TASK PROMPT: Count the lines in the data below that contain the string "stock". Reply with the number only.

MATERIAL FOR THIS EXERCISE:
------------------------------------------------------------------------
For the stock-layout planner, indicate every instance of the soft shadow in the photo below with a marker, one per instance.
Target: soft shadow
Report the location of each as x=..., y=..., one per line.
------------------------------------------------------------------------
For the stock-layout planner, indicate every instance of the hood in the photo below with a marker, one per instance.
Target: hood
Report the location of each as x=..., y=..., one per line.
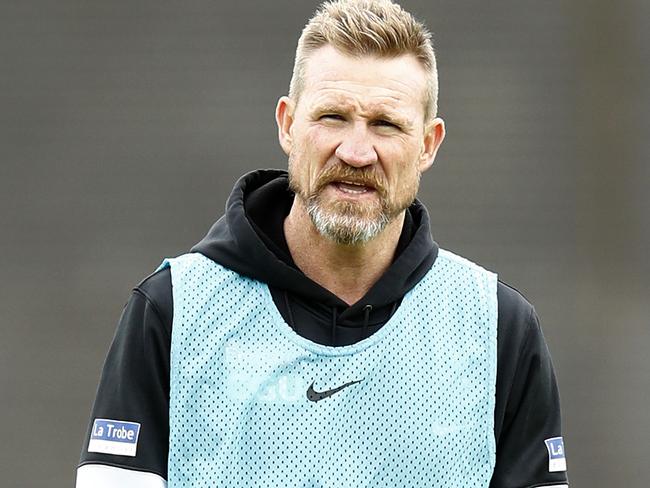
------------------------------------------------------------------------
EXERCISE SOLUTION: 2